[O que fazer]
Responda a estas perguntas com base no texto sobre os livros de 1997:
(a) Qual é o título do livro de poemas inédito de Guimarães Rosa?
(b) Quais editoras se destacaram com suas reedições de bolso?
(c) Que livro o texto considera o melhor do ano, e quem é a autora?

[Seleção]

#####

REEDIÇÕES NECESSÁRIAS E OUTROS

          1997 foi principalmente um ano de reedições, sempre devidamente necessárias: os gênios. Depois, títulos inéditos de autores consagrados. Por fim, uma ou outra novidade. Os bons livros de Calvino, alguma coisa de Shakespeare, uma bonita reedição da obra de Franz Kafka por Modesto Carone, uma mais bonita ainda da de João Cabral, a lira de Álvares de Azevedo, algumas crônicas do genial Rubem Braga, o inédito livro de poemas de Guimarães Rosa - Magma - que tem uma boa qualidade e surpreendeu quem pensava que Rosa era só prosa etc. 
          Ainda reedições, as editoras Paz e Terra, Ediouro e L&PM deram um banho com suas pequenas, de bolso. Títulos que trazem assinaturas de Baudelaire, Rimbaud, Shakespeare, Manuel Bandeira, Moliére, Dostoievski, Jane Austen, Kafka etc. Depois outros como Bukovski e Luís Fernando Veríssimo. Tudo isso com um preço possível, bom. 
          A narrativa, pretensa novidade, veio à tona e trouxe qualidade extremada em João Gilberto Noll, Sérgio Santanna, Gisela Campos, Ademir Assunção, Guilherme Scalzilli e mais alguns. Essa narrativa comporta-se de forma exemplar para a manutenção de um parâmetro rigidamente literário e está divinamente preocupada em ler e traduzir o seu tempo. 
          Mas o que de melhor apareceu como novidade estética foi em poesia. Alguns exemplos: o livro de Cláudia Roquette Pinto, Zona de Sombra (ed. Sette Letras) é o melhor do ano. Nele, trabalha toda uma estrutura de linguagem a partir do vocabulário, uma outra formal e mais uma de desconstrução sintática, além de substantivar ao máximo a metáfora e os deslocamentos de metonímia, reduzindo-os. Depois o livro de Angela de Campos, Feixe de Lontras (ed. Sette Letras) e, por fim, as traduções que Régis Bonvicino nos apresentou de Robert Creeley (Ateliê Editorial) em A UM; ambos1 (sic), poetas verdadeiramente importantes. Dessa literatura se pode esperar muito ainda, principalmente dessa poesia. 

   LITERATURA CEARENSE, O TERMO

          Uma premissa muito conhecida, atribuída a Nikolai Gogol, autor de Almas Mortas, diz que um escritor deve falar sobre sua aldeia para ser universal. Mas esta premissa perde de vista todo o emaranhado de cultura atual que nega a hegemonia da literatura. E uma literatura, por mais digna que seja, que carregue o conceito fixo de lugar está fadada a desaparecer.

#####

[Parte de um arquivo de dados]
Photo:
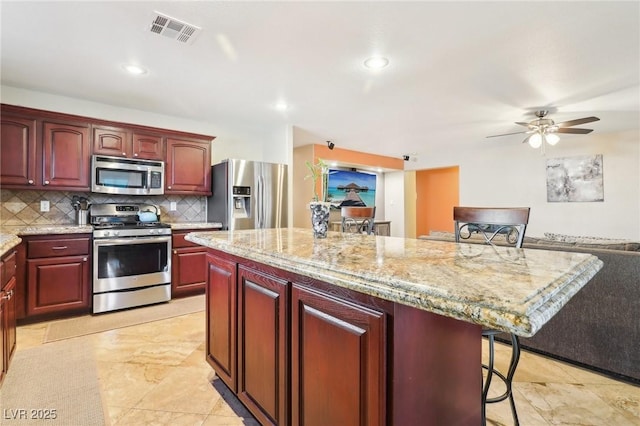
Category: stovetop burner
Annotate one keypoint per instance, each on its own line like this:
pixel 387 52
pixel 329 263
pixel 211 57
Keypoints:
pixel 130 225
pixel 121 220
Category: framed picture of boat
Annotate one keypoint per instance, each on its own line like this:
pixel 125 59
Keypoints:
pixel 351 188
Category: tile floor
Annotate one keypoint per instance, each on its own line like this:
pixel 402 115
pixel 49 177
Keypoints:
pixel 156 374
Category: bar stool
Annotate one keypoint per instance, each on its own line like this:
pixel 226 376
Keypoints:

#####

[Exercício resolvido]
(a) Magma.
(b) Paz e Terra, Ediouro e L&PM.
(c) Zona de Sombra, de Cláudia Roquette Pinto.